- WHAT YOU WILL DO -
What is needed is an exact copy of the lines in the listing below, from the one with "Could you kindly pick out the baseboard" up to and including the one with "Could you kindly pick out the wooden", with no other lines.

- DATA RECORDS -
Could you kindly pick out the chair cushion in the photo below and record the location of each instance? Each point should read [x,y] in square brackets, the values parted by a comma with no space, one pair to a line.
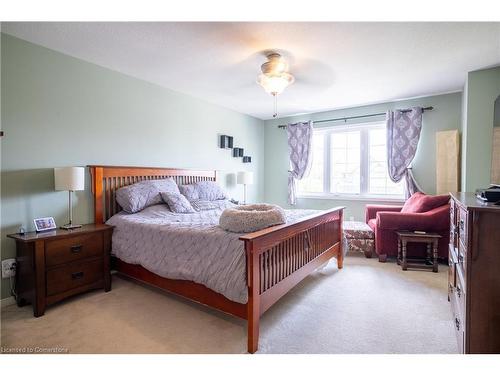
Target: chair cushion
[420,202]
[357,230]
[372,223]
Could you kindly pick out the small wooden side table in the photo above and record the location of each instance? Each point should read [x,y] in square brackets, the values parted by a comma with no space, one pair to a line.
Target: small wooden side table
[431,239]
[54,265]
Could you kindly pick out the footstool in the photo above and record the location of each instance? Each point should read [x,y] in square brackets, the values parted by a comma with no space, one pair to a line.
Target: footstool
[359,237]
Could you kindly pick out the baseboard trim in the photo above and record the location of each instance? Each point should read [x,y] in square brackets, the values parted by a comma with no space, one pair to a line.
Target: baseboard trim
[7,301]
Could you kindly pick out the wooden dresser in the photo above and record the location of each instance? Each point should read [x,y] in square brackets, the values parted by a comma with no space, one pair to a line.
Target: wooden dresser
[474,273]
[57,264]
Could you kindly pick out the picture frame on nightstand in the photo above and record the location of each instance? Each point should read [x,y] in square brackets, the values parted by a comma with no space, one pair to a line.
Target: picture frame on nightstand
[43,224]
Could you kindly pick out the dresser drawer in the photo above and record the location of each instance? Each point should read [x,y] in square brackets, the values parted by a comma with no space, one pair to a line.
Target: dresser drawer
[462,257]
[73,248]
[452,270]
[460,292]
[462,225]
[65,278]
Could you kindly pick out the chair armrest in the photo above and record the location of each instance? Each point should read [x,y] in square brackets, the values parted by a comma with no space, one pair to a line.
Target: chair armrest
[434,220]
[372,209]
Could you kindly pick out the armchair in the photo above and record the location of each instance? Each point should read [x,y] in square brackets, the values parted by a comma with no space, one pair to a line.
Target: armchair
[385,220]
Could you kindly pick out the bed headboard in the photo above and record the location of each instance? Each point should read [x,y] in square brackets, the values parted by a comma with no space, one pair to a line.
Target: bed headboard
[105,180]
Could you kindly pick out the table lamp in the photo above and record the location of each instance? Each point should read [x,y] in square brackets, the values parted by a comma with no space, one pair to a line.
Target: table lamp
[245,178]
[70,179]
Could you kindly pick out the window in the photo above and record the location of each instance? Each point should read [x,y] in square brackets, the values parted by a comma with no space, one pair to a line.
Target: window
[350,161]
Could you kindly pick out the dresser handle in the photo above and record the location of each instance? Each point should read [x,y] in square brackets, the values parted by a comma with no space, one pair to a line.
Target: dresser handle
[77,275]
[76,249]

- ANSWER SPACE -
Could you kindly pick out the baseboard trim in the photo above and record the location of each instance? Each point should read [x,y] in square brackets, the values parted by a comma with no space, one pair to a line.
Target: baseboard trim
[7,301]
Could you kindly pick out the wooden dresser in the photo above and record the location of each instance? Each point should read [x,y] in square brackets, the values parted by a comma with no space, one pair to a line.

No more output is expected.